### GIVEN TASK
Extract every line of the records below word for word, leaving out the pictures.

### GIVEN RECORDS
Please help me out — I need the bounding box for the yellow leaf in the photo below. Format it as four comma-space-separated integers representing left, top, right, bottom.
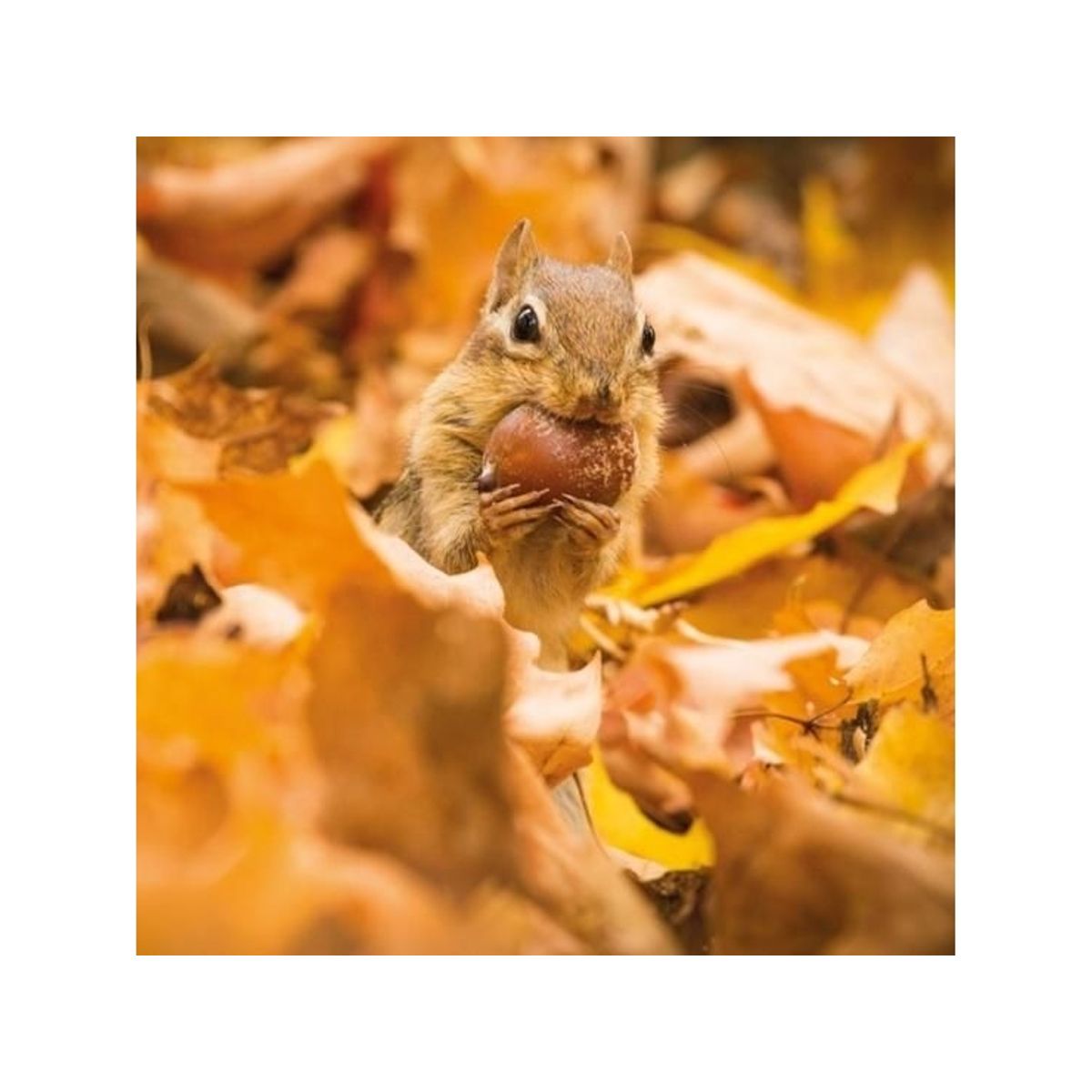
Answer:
846, 600, 956, 727
604, 441, 922, 606
185, 460, 391, 606
586, 749, 713, 868
846, 703, 956, 830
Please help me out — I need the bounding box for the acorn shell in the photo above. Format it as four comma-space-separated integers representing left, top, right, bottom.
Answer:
479, 405, 637, 504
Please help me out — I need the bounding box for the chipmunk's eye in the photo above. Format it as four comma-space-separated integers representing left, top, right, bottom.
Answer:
641, 322, 656, 356
512, 304, 539, 340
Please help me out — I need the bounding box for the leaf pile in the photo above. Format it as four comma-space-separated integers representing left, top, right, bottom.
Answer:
136, 137, 956, 954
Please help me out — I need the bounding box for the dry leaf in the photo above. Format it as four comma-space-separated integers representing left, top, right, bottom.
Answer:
690, 774, 956, 955
845, 703, 956, 831
846, 600, 956, 727
604, 443, 917, 606
136, 136, 392, 268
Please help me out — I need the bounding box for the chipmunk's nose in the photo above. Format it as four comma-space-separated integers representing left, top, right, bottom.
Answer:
573, 379, 618, 420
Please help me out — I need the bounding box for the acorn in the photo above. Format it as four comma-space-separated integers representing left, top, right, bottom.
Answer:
477, 404, 637, 504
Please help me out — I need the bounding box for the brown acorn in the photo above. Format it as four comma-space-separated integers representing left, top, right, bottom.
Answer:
479, 404, 637, 504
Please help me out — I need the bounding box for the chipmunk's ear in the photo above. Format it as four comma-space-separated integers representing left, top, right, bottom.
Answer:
485, 218, 539, 311
607, 231, 633, 285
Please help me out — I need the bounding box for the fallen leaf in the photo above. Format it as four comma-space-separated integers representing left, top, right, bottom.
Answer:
844, 703, 956, 831
602, 443, 918, 606
638, 255, 939, 502
846, 600, 956, 727
689, 772, 956, 955
136, 136, 393, 268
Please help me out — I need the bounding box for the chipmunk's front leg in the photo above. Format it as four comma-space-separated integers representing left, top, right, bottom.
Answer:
479, 485, 561, 551
553, 493, 622, 555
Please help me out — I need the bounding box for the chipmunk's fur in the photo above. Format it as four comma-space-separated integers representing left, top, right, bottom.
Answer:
378, 220, 662, 667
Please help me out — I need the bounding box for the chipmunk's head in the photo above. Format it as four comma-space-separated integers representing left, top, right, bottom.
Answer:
470, 219, 662, 437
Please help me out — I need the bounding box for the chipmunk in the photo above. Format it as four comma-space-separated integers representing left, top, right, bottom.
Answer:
377, 219, 664, 670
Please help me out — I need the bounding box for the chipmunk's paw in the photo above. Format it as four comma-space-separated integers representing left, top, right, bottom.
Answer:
553, 493, 622, 553
479, 485, 561, 547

### PROBLEM SOLUTION
Please help me out — I need the bounding box for the yellow leaf in the photo below. Format it as four comma-space-separated integers representing left, top, right, bottom.
Answer:
846, 600, 956, 727
604, 441, 922, 606
185, 460, 391, 606
586, 749, 713, 868
846, 703, 956, 830
Please help me out — I need the bounding box for the acorn shell in the photo above. Format it as four comma-space-separated integers representing left, top, right, bottom.
Answer:
479, 405, 637, 504
Please help me out — I need the bounding box for the chipmunk's eye in the photo above. Format it as four comma-space-separated integers representing left, top, right, bottom.
Answer:
641, 322, 656, 356
512, 304, 539, 340
Please help me out — I need the bounding box for the leaf pile in the photo above. Format it as four comma-space-separated integers representing left, top, right, bottom.
Answer:
136, 137, 956, 954
Please help me out — I need the bounding box for the dry leaf in the photo above. Format it as four comma-space-separated integers representing left, top, right, bottom.
Answer:
690, 774, 956, 955
845, 703, 956, 831
846, 600, 956, 727
604, 443, 917, 606
136, 136, 392, 268
Please help me out — I need the bounding box for the chipmunk's nose in the photo above. Format it as four comma-space-separated integers representing left, top, right, bottom.
Answer:
573, 379, 618, 420
Please help me out — I need the bounding box for the acorn in the photo above. Format it as four comma-space-separated integers representing left, top, right, bottom.
Answer:
477, 404, 637, 504
Please help me out — I need the bounding box for the brown acorn in the photo above. Format it as four comma-space-separated integers representing left, top, right, bottom.
Answer:
479, 404, 637, 504
Please help me out — I need the bounding box for the chipmunk's ear in the photo above. Format it as four comma-space-separated integers representing left, top, right, bottom.
Answer:
485, 218, 539, 311
607, 231, 633, 285
Please help me out — I need the bounding box for the fallen leaf in the photo above. Format it as four comma-space-separated integers representing left, top, right, bottom.
Answer:
844, 703, 956, 831
602, 443, 918, 606
638, 255, 939, 502
846, 600, 956, 727
689, 772, 956, 955
136, 136, 393, 268
Please help me out — I need the bounding box for the chipmunk's front leg in the photo above. Format it as four comma-space-separated integers representing left, top, right, bottom.
Answer:
479, 485, 561, 551
553, 493, 622, 555
Please help me out — I need the bounding box for the chipmunk's fur in the photo above. Format it as four comma-space-separated integers representing left, top, right, bottom.
Answer:
378, 220, 662, 667
Please help me out — I need the bounding box for the chipmunk's head in the photo above. Format it as four comma-space-separated integers representing left, top, right, bottom.
Answer:
470, 219, 662, 437
Please help me out — I need the bounding box for the chipmunk in the photo above. Format it as four comma-space-separated integers representing left, top, right, bottom.
Answer:
377, 219, 664, 670
Please help me out — I need the bounding box for the chipmunk's paw in the photo above. Format it as four comma-space-separated integers representing left, top, right, bottom.
Answer:
553, 493, 622, 553
479, 485, 561, 547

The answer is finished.